Given problem: Gather every line of the data below that contains the string "blue", matching case exactly.

Excerpted data:
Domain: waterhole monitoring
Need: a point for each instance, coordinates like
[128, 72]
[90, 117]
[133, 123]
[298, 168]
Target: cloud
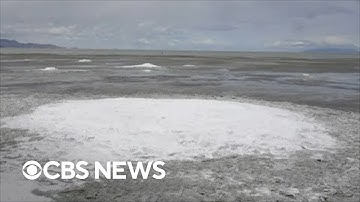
[212, 25]
[62, 30]
[316, 42]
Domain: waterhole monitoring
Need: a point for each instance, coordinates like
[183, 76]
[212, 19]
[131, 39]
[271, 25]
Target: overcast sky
[184, 25]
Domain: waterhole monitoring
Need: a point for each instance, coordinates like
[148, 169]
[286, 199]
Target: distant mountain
[6, 43]
[333, 50]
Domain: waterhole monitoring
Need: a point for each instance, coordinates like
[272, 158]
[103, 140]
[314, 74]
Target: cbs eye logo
[31, 170]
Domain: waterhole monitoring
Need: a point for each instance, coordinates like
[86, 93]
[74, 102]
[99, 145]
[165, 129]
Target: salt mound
[164, 129]
[145, 65]
[84, 60]
[49, 69]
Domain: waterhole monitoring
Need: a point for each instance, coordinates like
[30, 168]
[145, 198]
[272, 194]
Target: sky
[184, 25]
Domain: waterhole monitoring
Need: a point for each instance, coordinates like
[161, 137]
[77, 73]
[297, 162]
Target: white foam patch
[49, 69]
[84, 60]
[145, 65]
[154, 129]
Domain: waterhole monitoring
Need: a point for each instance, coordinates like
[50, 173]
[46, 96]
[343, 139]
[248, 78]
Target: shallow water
[321, 80]
[325, 86]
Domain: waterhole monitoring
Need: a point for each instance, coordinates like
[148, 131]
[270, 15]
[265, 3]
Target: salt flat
[168, 129]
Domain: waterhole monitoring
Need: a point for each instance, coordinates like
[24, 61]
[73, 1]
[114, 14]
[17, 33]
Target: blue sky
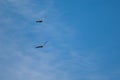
[83, 40]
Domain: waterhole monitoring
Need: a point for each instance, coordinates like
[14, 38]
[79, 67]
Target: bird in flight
[41, 46]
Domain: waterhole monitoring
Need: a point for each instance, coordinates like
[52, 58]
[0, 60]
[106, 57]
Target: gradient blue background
[83, 40]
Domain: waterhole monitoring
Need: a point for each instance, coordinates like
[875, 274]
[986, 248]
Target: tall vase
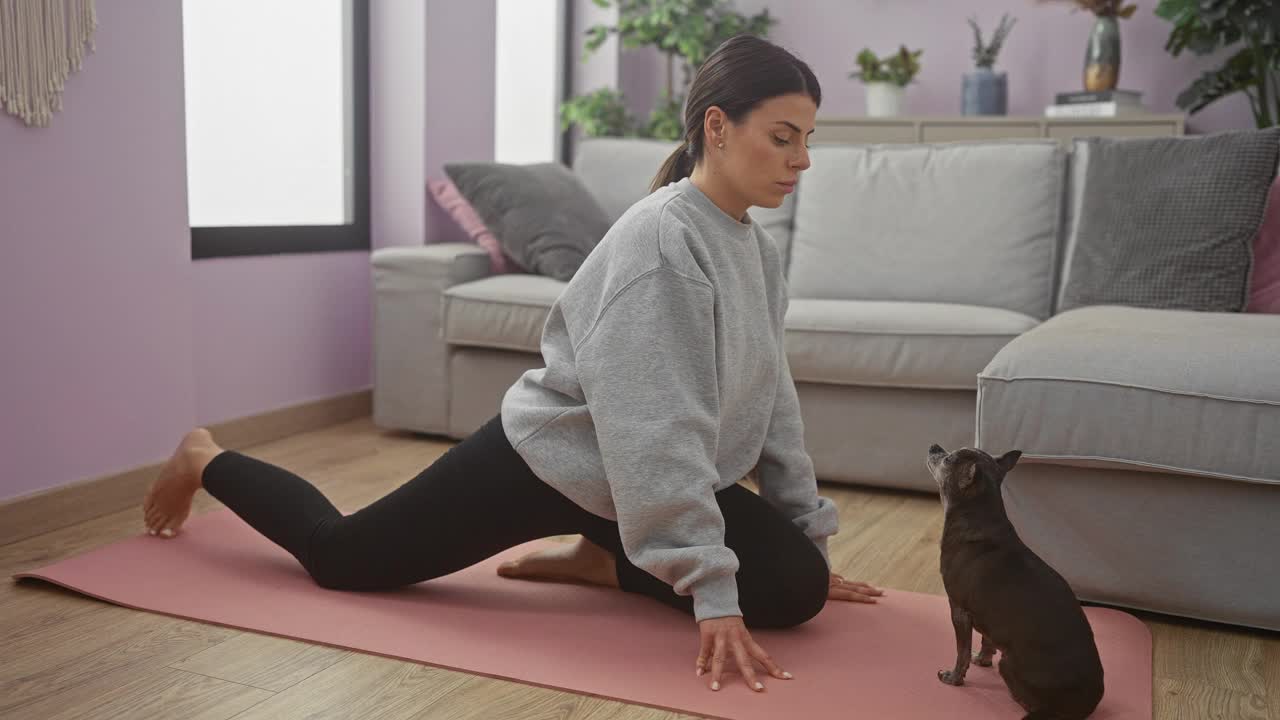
[1102, 55]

The response:
Target: blue sky
Target: gradient blue background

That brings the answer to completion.